### Problem to work on
Report each line in the items below that contains the word "jacket". Treat uppercase and lowercase letters as different.

### Some records
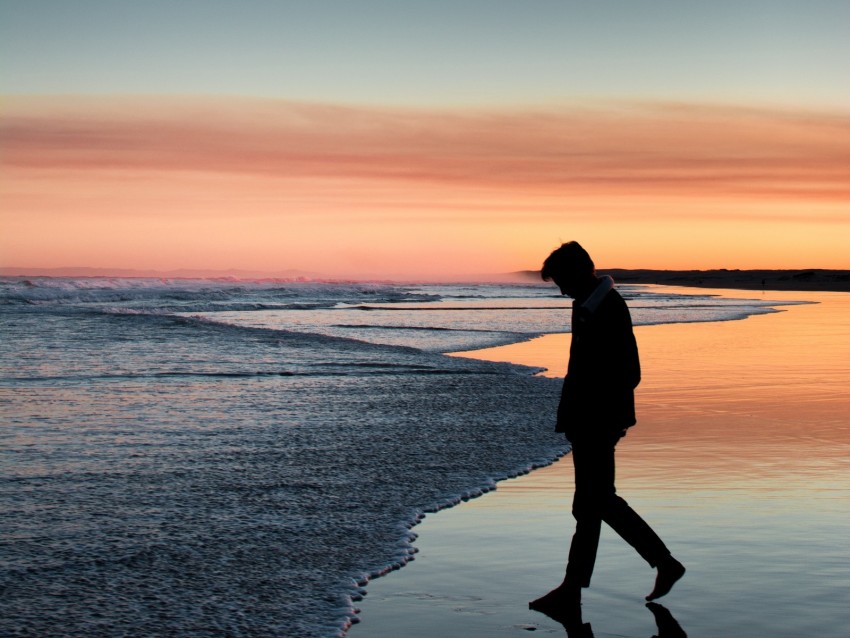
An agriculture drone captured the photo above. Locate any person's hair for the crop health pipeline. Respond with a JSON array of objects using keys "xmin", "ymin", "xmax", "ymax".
[{"xmin": 540, "ymin": 241, "xmax": 596, "ymax": 281}]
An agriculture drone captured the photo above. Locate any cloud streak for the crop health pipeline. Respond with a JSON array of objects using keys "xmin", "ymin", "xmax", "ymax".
[{"xmin": 6, "ymin": 97, "xmax": 850, "ymax": 201}]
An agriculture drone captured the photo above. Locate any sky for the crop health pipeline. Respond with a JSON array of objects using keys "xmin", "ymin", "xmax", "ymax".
[{"xmin": 0, "ymin": 0, "xmax": 850, "ymax": 279}]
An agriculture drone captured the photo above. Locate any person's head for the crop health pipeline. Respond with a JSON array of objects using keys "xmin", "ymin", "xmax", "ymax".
[{"xmin": 540, "ymin": 241, "xmax": 596, "ymax": 298}]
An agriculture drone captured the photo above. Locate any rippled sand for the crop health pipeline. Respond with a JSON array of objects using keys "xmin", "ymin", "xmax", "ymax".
[{"xmin": 350, "ymin": 291, "xmax": 850, "ymax": 638}]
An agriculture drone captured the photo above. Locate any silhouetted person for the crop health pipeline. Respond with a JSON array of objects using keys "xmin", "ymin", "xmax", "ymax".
[
  {"xmin": 532, "ymin": 603, "xmax": 688, "ymax": 638},
  {"xmin": 529, "ymin": 242, "xmax": 685, "ymax": 617}
]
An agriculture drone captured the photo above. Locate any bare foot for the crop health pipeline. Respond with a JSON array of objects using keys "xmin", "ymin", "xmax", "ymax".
[
  {"xmin": 646, "ymin": 603, "xmax": 688, "ymax": 638},
  {"xmin": 528, "ymin": 584, "xmax": 581, "ymax": 614},
  {"xmin": 646, "ymin": 556, "xmax": 685, "ymax": 600}
]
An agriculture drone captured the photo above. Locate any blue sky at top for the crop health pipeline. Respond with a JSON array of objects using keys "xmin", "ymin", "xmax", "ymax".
[{"xmin": 0, "ymin": 0, "xmax": 850, "ymax": 108}]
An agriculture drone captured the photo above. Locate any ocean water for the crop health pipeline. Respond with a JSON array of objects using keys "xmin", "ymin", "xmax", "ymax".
[{"xmin": 0, "ymin": 278, "xmax": 800, "ymax": 637}]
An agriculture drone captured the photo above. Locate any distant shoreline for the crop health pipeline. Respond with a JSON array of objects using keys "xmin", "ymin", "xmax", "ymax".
[
  {"xmin": 523, "ymin": 268, "xmax": 850, "ymax": 292},
  {"xmin": 0, "ymin": 267, "xmax": 850, "ymax": 292}
]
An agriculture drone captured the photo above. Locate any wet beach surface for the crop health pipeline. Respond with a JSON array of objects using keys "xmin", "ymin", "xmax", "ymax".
[{"xmin": 349, "ymin": 291, "xmax": 850, "ymax": 638}]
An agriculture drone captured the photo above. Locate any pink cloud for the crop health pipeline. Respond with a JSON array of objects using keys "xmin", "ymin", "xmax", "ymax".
[{"xmin": 0, "ymin": 97, "xmax": 850, "ymax": 200}]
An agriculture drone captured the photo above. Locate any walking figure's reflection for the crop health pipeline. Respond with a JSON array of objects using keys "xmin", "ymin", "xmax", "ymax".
[{"xmin": 542, "ymin": 603, "xmax": 688, "ymax": 638}]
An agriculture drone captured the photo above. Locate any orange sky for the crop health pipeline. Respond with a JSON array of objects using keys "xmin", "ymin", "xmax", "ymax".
[{"xmin": 0, "ymin": 97, "xmax": 850, "ymax": 278}]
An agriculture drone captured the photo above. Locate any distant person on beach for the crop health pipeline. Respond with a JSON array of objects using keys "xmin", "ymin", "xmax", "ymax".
[{"xmin": 529, "ymin": 241, "xmax": 685, "ymax": 618}]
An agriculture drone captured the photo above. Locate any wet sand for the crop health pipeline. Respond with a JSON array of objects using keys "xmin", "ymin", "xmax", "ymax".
[{"xmin": 349, "ymin": 290, "xmax": 850, "ymax": 638}]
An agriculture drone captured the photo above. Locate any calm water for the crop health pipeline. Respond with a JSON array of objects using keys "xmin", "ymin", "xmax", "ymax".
[{"xmin": 0, "ymin": 278, "xmax": 800, "ymax": 636}]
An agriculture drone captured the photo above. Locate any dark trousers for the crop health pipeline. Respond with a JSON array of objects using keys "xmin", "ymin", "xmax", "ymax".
[{"xmin": 566, "ymin": 435, "xmax": 670, "ymax": 587}]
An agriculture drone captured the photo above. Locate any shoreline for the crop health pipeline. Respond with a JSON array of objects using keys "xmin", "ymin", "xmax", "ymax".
[
  {"xmin": 0, "ymin": 267, "xmax": 850, "ymax": 292},
  {"xmin": 348, "ymin": 282, "xmax": 850, "ymax": 638}
]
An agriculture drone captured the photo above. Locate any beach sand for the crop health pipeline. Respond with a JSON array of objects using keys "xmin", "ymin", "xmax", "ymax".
[{"xmin": 349, "ymin": 290, "xmax": 850, "ymax": 638}]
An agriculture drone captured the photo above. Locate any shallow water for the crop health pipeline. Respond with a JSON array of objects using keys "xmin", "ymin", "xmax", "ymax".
[
  {"xmin": 0, "ymin": 279, "xmax": 808, "ymax": 636},
  {"xmin": 350, "ymin": 292, "xmax": 850, "ymax": 638}
]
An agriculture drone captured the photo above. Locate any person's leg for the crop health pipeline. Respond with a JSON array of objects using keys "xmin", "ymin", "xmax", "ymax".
[
  {"xmin": 565, "ymin": 441, "xmax": 615, "ymax": 587},
  {"xmin": 528, "ymin": 443, "xmax": 614, "ymax": 618},
  {"xmin": 602, "ymin": 436, "xmax": 685, "ymax": 600}
]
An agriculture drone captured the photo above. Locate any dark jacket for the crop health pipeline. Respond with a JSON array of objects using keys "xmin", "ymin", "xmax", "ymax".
[{"xmin": 556, "ymin": 289, "xmax": 640, "ymax": 440}]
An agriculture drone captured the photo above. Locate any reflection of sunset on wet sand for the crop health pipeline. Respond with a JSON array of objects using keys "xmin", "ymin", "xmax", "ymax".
[{"xmin": 352, "ymin": 291, "xmax": 850, "ymax": 638}]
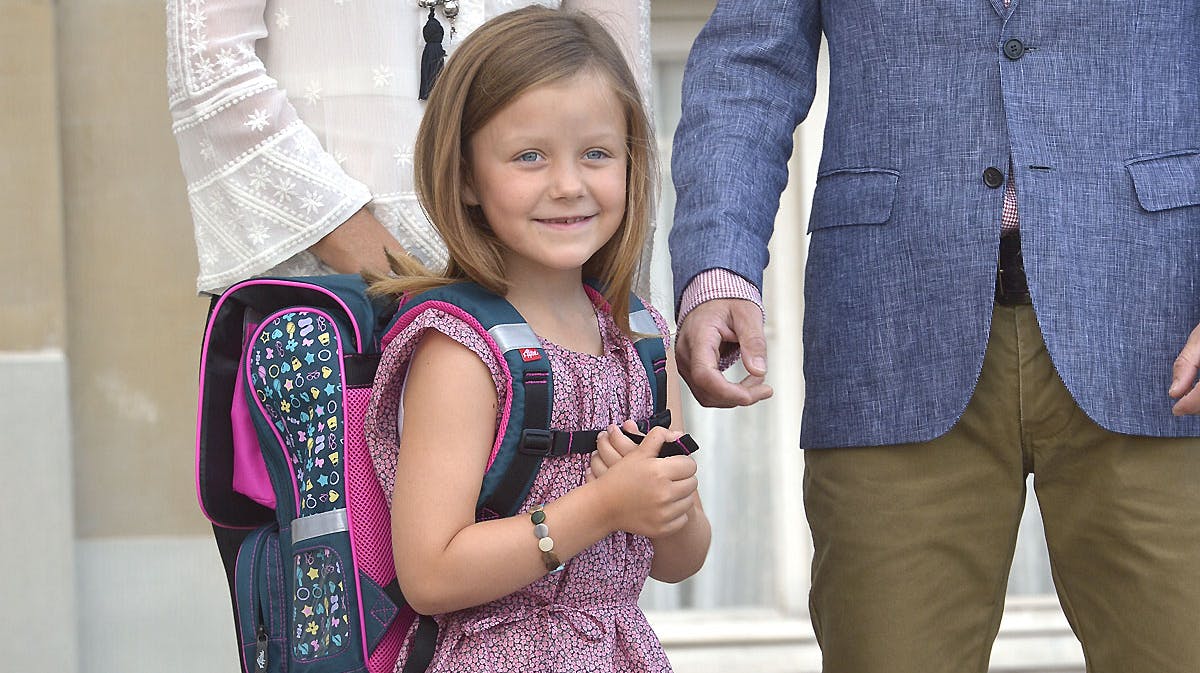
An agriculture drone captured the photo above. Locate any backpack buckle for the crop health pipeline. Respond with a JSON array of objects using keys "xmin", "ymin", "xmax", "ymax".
[{"xmin": 518, "ymin": 428, "xmax": 554, "ymax": 458}]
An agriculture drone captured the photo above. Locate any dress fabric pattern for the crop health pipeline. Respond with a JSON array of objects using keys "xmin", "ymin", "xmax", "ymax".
[{"xmin": 366, "ymin": 289, "xmax": 671, "ymax": 673}]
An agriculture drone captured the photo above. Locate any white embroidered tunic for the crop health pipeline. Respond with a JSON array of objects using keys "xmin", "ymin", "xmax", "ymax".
[{"xmin": 167, "ymin": 0, "xmax": 649, "ymax": 293}]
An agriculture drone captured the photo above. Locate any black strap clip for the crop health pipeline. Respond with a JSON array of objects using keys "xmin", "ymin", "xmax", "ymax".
[{"xmin": 517, "ymin": 428, "xmax": 554, "ymax": 458}]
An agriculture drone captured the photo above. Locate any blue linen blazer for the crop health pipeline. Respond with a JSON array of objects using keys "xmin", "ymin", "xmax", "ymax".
[{"xmin": 671, "ymin": 0, "xmax": 1200, "ymax": 449}]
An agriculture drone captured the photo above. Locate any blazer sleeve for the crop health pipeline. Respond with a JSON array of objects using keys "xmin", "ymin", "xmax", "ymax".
[{"xmin": 670, "ymin": 0, "xmax": 821, "ymax": 307}]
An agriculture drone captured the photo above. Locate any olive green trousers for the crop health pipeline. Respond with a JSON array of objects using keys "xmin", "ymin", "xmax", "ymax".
[{"xmin": 804, "ymin": 305, "xmax": 1200, "ymax": 673}]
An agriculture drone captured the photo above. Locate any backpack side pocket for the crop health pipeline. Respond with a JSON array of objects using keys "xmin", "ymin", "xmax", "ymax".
[{"xmin": 234, "ymin": 523, "xmax": 288, "ymax": 673}]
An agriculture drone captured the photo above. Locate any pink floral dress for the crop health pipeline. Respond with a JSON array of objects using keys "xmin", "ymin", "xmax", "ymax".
[{"xmin": 366, "ymin": 289, "xmax": 671, "ymax": 673}]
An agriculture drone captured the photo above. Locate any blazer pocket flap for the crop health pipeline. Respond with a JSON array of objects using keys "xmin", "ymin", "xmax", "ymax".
[
  {"xmin": 809, "ymin": 168, "xmax": 900, "ymax": 232},
  {"xmin": 1126, "ymin": 150, "xmax": 1200, "ymax": 211}
]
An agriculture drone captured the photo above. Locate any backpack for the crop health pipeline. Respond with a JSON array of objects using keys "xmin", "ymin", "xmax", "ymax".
[{"xmin": 196, "ymin": 275, "xmax": 696, "ymax": 673}]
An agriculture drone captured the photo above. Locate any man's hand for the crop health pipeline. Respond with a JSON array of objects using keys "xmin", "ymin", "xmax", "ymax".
[
  {"xmin": 308, "ymin": 206, "xmax": 407, "ymax": 274},
  {"xmin": 1166, "ymin": 325, "xmax": 1200, "ymax": 416},
  {"xmin": 676, "ymin": 299, "xmax": 772, "ymax": 407}
]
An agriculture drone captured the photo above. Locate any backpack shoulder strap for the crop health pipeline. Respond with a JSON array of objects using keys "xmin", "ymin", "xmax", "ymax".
[{"xmin": 384, "ymin": 282, "xmax": 554, "ymax": 519}]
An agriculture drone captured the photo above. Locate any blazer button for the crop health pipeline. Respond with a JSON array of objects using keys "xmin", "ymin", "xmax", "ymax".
[{"xmin": 1004, "ymin": 37, "xmax": 1025, "ymax": 61}]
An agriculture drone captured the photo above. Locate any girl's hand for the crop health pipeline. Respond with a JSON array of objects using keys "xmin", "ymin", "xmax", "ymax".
[
  {"xmin": 592, "ymin": 426, "xmax": 697, "ymax": 537},
  {"xmin": 586, "ymin": 420, "xmax": 662, "ymax": 481}
]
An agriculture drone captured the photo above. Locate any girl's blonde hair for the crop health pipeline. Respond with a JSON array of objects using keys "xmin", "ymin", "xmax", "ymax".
[{"xmin": 370, "ymin": 6, "xmax": 658, "ymax": 334}]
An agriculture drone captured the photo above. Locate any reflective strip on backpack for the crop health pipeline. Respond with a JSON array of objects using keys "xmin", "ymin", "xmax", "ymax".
[
  {"xmin": 487, "ymin": 323, "xmax": 541, "ymax": 353},
  {"xmin": 629, "ymin": 308, "xmax": 662, "ymax": 339},
  {"xmin": 292, "ymin": 510, "xmax": 350, "ymax": 545}
]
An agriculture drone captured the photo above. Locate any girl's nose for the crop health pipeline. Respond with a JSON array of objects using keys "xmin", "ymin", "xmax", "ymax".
[{"xmin": 551, "ymin": 163, "xmax": 586, "ymax": 199}]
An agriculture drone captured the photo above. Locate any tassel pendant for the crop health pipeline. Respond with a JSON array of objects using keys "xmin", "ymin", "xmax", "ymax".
[
  {"xmin": 416, "ymin": 7, "xmax": 446, "ymax": 101},
  {"xmin": 416, "ymin": 0, "xmax": 458, "ymax": 101}
]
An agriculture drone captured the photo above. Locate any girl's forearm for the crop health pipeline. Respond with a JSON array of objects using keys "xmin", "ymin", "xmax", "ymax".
[
  {"xmin": 397, "ymin": 483, "xmax": 613, "ymax": 614},
  {"xmin": 650, "ymin": 493, "xmax": 713, "ymax": 584}
]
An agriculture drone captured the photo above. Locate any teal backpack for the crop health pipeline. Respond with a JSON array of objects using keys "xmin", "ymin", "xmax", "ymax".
[{"xmin": 196, "ymin": 275, "xmax": 696, "ymax": 673}]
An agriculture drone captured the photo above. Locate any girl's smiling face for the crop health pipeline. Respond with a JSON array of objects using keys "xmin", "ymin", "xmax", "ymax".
[{"xmin": 463, "ymin": 71, "xmax": 628, "ymax": 278}]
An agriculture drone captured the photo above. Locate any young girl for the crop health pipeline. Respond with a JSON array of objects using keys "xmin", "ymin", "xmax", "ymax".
[{"xmin": 367, "ymin": 8, "xmax": 709, "ymax": 672}]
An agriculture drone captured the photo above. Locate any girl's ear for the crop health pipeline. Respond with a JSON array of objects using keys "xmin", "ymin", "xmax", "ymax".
[
  {"xmin": 460, "ymin": 160, "xmax": 479, "ymax": 206},
  {"xmin": 462, "ymin": 176, "xmax": 479, "ymax": 206}
]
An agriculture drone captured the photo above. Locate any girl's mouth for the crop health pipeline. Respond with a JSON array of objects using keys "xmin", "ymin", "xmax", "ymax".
[{"xmin": 538, "ymin": 215, "xmax": 594, "ymax": 227}]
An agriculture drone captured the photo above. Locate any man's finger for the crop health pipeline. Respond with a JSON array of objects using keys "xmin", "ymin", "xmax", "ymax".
[
  {"xmin": 1171, "ymin": 385, "xmax": 1200, "ymax": 416},
  {"xmin": 730, "ymin": 301, "xmax": 767, "ymax": 377},
  {"xmin": 1166, "ymin": 326, "xmax": 1200, "ymax": 399}
]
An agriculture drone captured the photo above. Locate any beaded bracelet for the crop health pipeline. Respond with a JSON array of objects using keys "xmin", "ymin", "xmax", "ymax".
[{"xmin": 529, "ymin": 505, "xmax": 563, "ymax": 572}]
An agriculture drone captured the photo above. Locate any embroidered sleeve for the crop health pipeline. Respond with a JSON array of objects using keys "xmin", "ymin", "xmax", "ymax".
[{"xmin": 167, "ymin": 0, "xmax": 371, "ymax": 292}]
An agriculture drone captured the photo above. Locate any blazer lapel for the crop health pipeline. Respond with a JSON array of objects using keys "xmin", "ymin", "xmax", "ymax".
[{"xmin": 990, "ymin": 0, "xmax": 1021, "ymax": 18}]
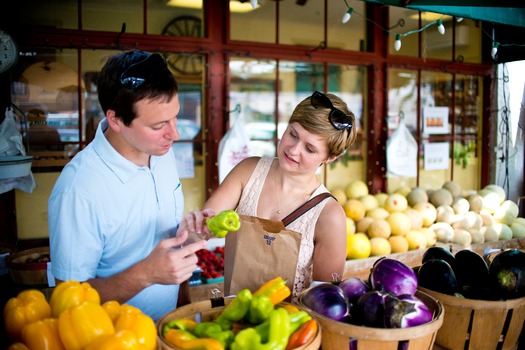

### Exercise solution
An agriculture drone captured the photo above. Locate any dark jacket for the crop health pipeline. Respond with a JSON array of objects using keys "xmin", "ymin", "xmax", "ymax".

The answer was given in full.